What is expected –
Quote the lines below exactly, from the one that holds "of the distant" through the final line of the records, and only those.
====== Data lines ======
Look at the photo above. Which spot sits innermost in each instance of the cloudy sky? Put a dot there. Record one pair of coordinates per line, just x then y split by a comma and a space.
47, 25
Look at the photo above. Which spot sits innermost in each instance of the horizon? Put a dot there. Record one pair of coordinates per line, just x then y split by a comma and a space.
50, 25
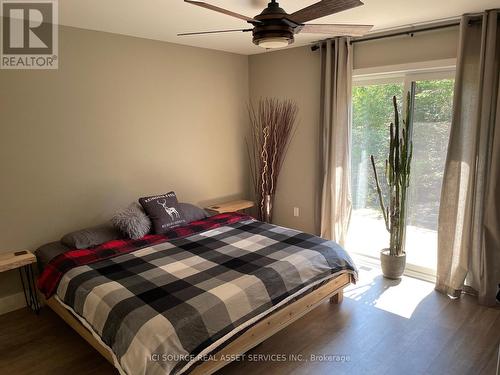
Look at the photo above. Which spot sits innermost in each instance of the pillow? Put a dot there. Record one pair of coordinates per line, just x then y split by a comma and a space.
164, 211
93, 236
132, 221
192, 213
45, 253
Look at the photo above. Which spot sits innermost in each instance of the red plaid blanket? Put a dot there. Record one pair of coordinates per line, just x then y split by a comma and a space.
49, 279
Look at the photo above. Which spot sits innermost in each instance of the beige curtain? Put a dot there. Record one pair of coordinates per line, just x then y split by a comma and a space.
335, 142
469, 215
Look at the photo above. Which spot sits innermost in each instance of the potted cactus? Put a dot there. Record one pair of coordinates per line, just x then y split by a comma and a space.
397, 179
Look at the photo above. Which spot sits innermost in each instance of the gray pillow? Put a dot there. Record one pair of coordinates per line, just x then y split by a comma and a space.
192, 213
132, 221
93, 236
49, 251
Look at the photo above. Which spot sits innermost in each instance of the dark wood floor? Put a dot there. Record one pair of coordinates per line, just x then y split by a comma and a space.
382, 327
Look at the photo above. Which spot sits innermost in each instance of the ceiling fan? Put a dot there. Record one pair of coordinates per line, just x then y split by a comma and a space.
275, 28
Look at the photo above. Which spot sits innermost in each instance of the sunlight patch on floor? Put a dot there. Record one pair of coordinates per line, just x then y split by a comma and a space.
400, 297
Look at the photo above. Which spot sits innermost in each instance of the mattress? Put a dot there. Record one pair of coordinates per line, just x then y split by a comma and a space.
162, 304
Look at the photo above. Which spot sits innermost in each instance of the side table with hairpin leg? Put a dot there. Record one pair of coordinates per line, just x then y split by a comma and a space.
23, 261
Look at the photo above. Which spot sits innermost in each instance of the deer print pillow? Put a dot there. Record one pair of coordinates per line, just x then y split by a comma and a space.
164, 212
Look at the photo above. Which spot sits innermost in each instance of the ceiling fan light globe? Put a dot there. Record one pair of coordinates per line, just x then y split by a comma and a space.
274, 42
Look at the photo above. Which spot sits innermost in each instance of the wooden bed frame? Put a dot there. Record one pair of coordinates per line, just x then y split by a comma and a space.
253, 336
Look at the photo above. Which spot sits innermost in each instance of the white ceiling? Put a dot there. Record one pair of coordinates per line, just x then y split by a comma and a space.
163, 19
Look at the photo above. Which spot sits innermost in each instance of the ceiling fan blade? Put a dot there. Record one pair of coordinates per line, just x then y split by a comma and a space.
323, 8
336, 29
214, 32
220, 10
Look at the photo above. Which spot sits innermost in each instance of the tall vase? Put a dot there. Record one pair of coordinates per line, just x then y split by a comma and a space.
268, 208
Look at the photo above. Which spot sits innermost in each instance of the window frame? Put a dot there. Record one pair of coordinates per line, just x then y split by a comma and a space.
405, 74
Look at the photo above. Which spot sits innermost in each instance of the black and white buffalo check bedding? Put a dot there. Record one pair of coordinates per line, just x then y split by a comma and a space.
162, 308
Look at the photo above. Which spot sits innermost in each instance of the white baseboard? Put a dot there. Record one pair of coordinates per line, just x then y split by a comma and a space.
12, 302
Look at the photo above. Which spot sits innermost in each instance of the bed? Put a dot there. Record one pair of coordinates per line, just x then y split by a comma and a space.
194, 298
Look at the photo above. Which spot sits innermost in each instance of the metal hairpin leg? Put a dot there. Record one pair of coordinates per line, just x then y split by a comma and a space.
29, 288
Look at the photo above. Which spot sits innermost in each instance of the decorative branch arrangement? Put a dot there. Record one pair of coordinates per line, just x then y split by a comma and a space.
397, 173
272, 125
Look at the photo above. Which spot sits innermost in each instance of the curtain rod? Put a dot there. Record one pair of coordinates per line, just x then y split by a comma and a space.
396, 33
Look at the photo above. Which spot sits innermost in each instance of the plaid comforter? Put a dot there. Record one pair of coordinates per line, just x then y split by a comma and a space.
163, 307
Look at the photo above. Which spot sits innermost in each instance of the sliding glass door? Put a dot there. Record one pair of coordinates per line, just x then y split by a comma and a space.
372, 114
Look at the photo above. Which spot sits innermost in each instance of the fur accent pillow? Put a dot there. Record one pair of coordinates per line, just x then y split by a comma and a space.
192, 212
132, 221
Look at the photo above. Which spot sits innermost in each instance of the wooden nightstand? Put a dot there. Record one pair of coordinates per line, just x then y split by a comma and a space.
232, 206
23, 261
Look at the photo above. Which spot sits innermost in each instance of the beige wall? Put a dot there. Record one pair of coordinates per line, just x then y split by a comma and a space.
294, 74
121, 118
125, 117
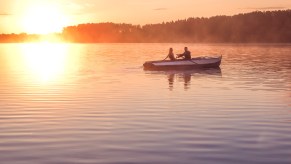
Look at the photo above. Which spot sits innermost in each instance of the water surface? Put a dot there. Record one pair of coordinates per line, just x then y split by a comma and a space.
93, 103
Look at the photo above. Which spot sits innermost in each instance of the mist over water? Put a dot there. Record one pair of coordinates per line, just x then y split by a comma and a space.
93, 103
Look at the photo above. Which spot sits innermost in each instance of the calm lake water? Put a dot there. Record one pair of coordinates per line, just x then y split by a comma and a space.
94, 103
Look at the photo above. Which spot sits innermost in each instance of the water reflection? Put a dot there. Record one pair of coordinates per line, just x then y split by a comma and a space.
186, 76
41, 63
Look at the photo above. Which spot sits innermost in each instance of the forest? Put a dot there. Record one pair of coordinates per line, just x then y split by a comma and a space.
254, 27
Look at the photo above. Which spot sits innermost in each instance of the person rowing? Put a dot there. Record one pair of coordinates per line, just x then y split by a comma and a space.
171, 55
186, 55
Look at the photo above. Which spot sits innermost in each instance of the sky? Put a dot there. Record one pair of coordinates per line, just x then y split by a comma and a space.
46, 16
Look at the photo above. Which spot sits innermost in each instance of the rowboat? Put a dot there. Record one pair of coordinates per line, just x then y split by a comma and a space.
194, 63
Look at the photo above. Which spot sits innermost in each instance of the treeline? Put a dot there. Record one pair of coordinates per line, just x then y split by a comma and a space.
258, 27
269, 26
18, 38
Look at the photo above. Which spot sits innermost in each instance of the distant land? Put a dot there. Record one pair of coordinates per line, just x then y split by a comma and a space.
254, 27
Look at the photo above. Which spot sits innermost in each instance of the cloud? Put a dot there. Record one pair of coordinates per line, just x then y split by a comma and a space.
160, 9
265, 8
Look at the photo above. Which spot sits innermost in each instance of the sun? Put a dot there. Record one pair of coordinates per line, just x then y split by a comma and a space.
43, 19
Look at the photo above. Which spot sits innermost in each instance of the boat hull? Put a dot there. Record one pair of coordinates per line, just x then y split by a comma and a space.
194, 63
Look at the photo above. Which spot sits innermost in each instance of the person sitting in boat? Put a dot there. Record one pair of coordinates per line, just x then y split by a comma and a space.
186, 55
171, 55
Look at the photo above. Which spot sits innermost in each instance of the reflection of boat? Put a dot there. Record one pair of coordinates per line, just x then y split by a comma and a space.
186, 75
194, 63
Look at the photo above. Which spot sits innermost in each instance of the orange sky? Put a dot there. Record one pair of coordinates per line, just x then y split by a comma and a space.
45, 16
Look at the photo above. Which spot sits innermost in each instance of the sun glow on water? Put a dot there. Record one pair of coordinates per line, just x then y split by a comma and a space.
45, 62
43, 19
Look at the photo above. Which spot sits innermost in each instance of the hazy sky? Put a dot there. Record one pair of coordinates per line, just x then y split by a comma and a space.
15, 14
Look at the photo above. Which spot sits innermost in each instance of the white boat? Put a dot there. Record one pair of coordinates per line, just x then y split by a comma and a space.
194, 63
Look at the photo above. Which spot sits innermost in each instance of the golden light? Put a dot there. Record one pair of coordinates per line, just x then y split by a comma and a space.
43, 19
45, 62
======
Exercise output –
Look at the photo above. Which spot sits innermost in each instance of the distant land? Put a dot there. Record one pair of coordinates per line, just x then y split by a comma and a space.
254, 27
Look at the photo above. Which spot sits innermost in each instance of the cloud? Put a dot there. Record one pair of coordinates per line, just x then y split by a comma and a space.
160, 9
265, 8
Look at the photo above. Which spot sits innermost in each instance of the sun? Put a dot there. Record one pair of coordinates per line, just x then y split by a comma and a space.
43, 19
Look at the photo above. Which spot sits innermost in each instance of the boat hull? Put a dot there. Record one pair of coordinates per line, just x then y split by a comma and a space.
194, 63
Look at the photo above. Which spot sits innermost in each instance of the person sitting in boat? Put a dot there. Record one pair of coordinates per line, just x then y split by a comma and a space.
186, 55
171, 55
Look at the photo above. Which spot sits innermost in each instance of the reflection of boat? Put a dot there. Record one pair of coordinates per line, just x then y split by a comma and a space.
186, 75
194, 63
Look at the photo above. Which spot sits innermost in each instance of the orange sky? Put a dot there. Record one pair of coordinates per line, just x then y split by a comma and a space.
45, 16
Look at the photo above. Which spot sits innermost in each instance of the sun glow on water? Put a dot there. Record one pair of coordinates per line, just x then y split by a comma and a space.
45, 62
43, 19
Look at the photo above. Which spot sits innermost in each instance of the hazy sky? Put a dot there. Record one pair of coordinates per line, just x then y split by a comma and a space.
15, 14
Look at the photo above. Which spot sits innermost in each instance of the white boat? Put a dot there. Record one pair of coordinates per line, just x then y split by a comma and a space.
194, 63
Look at the photo above. Which spot sits innermost in each instance of the golden light? Put a dot there. Record one pair of coordinates per line, just x then y split by a comma and a space.
43, 19
45, 62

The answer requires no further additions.